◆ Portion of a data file
==========
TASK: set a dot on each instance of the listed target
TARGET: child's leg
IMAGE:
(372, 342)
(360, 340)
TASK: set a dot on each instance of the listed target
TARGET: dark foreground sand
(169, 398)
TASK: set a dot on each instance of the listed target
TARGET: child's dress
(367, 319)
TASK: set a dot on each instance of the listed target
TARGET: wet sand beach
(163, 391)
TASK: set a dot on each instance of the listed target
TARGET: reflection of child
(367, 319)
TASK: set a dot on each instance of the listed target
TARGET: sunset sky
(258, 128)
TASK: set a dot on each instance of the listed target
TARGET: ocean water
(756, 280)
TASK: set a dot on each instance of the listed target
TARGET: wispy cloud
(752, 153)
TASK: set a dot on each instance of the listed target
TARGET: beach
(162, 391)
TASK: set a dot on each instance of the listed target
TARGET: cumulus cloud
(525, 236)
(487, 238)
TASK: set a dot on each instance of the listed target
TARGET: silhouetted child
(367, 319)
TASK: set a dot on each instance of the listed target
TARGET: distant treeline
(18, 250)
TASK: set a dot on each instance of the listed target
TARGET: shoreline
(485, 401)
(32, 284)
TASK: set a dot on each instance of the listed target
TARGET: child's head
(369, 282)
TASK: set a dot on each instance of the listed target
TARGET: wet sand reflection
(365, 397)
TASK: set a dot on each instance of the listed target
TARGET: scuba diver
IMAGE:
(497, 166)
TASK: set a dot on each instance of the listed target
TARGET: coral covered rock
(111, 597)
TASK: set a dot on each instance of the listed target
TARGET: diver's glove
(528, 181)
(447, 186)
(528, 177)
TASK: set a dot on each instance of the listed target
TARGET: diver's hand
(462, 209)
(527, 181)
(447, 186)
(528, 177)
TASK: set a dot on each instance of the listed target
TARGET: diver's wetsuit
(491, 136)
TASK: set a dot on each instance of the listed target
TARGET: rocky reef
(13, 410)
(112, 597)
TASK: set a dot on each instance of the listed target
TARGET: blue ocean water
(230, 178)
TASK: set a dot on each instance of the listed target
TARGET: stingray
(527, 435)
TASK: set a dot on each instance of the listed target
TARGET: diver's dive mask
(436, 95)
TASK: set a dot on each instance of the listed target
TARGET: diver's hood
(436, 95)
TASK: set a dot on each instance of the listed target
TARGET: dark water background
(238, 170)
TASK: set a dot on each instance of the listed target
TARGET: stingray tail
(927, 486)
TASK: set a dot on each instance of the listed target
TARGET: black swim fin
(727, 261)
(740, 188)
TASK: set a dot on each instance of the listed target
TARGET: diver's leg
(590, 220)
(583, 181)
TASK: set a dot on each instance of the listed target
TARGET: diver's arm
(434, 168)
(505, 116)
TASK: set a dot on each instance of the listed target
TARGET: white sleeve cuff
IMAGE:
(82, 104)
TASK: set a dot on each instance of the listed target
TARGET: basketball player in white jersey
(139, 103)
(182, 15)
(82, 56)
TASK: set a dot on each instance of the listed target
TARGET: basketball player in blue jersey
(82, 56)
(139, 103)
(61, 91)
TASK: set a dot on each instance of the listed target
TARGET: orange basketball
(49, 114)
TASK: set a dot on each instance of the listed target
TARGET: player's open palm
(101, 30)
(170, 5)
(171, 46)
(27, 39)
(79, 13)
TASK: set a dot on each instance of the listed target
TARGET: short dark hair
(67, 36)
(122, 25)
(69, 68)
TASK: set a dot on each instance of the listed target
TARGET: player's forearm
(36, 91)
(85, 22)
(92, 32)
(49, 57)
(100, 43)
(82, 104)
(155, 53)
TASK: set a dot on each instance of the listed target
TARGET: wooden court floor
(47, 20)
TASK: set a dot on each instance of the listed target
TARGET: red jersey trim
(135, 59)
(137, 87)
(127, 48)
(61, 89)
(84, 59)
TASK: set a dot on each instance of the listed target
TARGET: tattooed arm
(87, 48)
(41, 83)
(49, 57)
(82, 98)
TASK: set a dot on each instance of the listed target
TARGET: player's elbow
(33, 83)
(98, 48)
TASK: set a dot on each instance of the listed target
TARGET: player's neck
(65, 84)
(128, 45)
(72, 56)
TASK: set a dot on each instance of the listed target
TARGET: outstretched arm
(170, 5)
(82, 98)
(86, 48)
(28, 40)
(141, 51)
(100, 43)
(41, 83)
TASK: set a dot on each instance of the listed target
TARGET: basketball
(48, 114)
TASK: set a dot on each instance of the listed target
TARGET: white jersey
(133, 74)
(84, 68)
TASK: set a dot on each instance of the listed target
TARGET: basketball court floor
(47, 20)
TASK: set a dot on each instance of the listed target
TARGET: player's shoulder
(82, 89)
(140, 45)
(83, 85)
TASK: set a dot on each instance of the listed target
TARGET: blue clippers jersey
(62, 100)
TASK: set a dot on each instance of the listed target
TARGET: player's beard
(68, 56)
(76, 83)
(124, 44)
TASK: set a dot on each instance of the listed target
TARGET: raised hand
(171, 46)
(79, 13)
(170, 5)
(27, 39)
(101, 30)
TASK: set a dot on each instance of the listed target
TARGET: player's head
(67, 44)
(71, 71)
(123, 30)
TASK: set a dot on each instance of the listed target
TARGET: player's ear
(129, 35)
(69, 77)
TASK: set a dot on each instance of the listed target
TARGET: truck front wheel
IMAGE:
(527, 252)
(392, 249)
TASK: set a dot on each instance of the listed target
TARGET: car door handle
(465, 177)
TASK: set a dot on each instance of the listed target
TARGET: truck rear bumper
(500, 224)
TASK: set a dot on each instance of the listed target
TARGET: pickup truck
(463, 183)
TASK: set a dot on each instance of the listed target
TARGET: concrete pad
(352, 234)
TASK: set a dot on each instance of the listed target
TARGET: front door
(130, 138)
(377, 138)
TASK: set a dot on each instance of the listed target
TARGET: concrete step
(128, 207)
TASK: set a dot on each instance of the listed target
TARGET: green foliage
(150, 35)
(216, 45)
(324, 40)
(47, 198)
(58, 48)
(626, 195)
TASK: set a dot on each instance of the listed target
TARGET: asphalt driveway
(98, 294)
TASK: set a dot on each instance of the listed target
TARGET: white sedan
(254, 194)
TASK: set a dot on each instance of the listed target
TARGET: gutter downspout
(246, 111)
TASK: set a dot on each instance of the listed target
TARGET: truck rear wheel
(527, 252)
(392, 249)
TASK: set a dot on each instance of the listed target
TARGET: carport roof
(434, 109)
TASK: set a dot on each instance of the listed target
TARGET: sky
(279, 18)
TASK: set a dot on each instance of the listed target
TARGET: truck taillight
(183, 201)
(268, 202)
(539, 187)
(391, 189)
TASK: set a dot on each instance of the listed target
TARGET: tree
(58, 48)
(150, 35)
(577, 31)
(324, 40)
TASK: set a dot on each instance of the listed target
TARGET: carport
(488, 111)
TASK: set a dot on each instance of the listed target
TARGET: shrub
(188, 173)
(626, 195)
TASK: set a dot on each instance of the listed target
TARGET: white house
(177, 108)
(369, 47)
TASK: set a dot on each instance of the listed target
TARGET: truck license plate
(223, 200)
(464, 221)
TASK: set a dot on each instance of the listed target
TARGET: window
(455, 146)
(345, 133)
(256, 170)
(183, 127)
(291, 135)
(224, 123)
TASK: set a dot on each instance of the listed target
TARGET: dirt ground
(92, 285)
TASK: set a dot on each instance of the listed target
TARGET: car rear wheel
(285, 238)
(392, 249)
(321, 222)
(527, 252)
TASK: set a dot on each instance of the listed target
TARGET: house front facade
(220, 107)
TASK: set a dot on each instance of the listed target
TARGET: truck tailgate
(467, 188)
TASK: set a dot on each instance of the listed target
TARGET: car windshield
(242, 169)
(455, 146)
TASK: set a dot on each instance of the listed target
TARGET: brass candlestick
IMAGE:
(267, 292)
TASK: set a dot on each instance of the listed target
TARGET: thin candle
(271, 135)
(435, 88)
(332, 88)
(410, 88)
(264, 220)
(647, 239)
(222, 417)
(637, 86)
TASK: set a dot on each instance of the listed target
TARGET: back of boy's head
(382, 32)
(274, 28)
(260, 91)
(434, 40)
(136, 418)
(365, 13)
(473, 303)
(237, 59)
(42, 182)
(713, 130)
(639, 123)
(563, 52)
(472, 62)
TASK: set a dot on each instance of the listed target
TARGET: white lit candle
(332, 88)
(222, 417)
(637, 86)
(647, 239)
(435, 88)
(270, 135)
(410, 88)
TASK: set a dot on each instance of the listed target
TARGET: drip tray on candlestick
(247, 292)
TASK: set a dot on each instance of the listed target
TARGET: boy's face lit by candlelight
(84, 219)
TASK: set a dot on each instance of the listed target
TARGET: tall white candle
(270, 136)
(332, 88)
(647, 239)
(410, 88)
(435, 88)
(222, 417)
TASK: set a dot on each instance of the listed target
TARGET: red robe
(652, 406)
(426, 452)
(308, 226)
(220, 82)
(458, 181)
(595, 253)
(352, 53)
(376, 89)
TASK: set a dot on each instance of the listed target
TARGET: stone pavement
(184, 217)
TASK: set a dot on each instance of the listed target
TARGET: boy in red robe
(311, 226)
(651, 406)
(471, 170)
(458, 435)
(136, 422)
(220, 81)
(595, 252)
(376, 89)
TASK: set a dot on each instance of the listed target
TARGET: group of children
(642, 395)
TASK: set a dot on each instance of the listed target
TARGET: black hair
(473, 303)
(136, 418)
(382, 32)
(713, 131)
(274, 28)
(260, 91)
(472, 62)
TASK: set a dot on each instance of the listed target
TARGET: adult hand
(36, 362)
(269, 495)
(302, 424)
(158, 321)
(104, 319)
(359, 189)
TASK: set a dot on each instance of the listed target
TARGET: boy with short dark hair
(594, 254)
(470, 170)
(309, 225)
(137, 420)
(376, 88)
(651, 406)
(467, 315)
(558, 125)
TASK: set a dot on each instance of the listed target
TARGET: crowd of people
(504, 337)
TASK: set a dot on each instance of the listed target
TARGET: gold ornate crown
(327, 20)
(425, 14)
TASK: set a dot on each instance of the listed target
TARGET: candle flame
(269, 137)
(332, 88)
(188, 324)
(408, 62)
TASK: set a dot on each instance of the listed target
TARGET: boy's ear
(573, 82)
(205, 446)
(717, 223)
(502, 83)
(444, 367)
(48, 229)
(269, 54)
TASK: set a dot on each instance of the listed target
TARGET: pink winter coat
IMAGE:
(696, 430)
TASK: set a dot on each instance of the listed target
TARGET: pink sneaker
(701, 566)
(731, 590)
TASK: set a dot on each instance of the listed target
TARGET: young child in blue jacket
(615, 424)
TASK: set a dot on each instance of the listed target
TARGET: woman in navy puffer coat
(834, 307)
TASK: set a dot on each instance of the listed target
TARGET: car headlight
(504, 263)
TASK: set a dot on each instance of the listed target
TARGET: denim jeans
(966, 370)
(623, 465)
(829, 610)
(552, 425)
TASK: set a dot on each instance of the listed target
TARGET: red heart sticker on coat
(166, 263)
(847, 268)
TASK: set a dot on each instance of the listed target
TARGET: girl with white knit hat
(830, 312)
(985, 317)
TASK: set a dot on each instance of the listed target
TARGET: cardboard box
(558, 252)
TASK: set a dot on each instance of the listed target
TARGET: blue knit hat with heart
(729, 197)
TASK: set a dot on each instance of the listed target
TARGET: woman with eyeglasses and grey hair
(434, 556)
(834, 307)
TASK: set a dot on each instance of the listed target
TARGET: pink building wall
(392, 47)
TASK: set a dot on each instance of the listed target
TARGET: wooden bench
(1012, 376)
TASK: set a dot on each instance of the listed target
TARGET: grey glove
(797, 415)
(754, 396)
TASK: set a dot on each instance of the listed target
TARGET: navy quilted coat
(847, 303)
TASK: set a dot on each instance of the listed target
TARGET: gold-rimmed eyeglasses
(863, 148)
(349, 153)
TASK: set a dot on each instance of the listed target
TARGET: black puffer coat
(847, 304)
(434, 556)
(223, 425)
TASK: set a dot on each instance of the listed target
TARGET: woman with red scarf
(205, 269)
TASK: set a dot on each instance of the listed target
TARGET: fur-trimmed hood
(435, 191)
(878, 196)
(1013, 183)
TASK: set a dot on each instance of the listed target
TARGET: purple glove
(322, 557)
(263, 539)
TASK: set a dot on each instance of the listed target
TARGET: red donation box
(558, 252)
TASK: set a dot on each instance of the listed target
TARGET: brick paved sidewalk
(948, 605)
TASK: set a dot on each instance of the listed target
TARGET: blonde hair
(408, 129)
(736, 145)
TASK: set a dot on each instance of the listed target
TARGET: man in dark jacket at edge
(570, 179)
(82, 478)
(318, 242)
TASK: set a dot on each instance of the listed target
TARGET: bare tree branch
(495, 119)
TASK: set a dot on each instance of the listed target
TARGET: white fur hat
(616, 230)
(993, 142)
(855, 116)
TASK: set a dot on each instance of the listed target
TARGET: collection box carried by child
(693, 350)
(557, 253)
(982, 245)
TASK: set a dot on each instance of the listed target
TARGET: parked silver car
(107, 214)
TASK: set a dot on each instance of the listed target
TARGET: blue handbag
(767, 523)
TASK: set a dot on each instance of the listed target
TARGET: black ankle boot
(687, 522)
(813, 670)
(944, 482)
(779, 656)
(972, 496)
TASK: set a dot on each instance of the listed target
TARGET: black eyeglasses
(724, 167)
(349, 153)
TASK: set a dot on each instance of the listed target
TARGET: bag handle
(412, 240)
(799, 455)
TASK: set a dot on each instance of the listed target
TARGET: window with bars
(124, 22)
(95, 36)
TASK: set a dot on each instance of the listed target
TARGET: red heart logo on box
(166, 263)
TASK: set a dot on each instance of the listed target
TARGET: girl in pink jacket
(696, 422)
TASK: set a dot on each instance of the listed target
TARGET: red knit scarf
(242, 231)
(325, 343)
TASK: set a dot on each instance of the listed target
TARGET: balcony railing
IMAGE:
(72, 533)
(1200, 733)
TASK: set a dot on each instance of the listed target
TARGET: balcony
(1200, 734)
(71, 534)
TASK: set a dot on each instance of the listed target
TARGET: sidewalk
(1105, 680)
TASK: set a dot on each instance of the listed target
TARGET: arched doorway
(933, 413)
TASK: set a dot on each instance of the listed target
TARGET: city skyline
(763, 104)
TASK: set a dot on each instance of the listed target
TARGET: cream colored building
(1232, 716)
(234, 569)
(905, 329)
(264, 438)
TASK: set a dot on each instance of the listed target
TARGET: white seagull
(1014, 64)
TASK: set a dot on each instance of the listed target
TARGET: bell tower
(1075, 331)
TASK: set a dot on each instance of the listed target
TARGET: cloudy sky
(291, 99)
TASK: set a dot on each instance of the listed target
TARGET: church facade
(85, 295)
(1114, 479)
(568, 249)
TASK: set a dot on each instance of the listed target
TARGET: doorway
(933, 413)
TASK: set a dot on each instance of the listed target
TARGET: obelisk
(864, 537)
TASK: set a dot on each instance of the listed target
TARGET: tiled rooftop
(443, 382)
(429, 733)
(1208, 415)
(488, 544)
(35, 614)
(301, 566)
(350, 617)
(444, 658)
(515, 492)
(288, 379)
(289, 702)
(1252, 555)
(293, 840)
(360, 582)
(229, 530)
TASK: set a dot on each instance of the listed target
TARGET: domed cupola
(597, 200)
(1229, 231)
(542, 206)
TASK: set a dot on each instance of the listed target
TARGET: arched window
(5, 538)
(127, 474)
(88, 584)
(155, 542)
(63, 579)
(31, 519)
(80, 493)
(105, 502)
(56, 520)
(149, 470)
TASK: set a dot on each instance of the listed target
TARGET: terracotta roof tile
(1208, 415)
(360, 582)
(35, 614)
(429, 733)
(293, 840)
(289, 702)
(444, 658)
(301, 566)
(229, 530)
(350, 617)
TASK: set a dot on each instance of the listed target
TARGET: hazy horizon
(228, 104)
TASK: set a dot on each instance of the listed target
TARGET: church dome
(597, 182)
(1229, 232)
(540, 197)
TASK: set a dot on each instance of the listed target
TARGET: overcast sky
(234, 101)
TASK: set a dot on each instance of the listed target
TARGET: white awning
==========
◆ Work to complete
Keep only the lines in the material above that contain the word "water", and copy them out. Matching is case-sensitive.

◆ Reply to the exercise
TARGET: ocean water
TARGET: blue ocean water
TARGET: dark water background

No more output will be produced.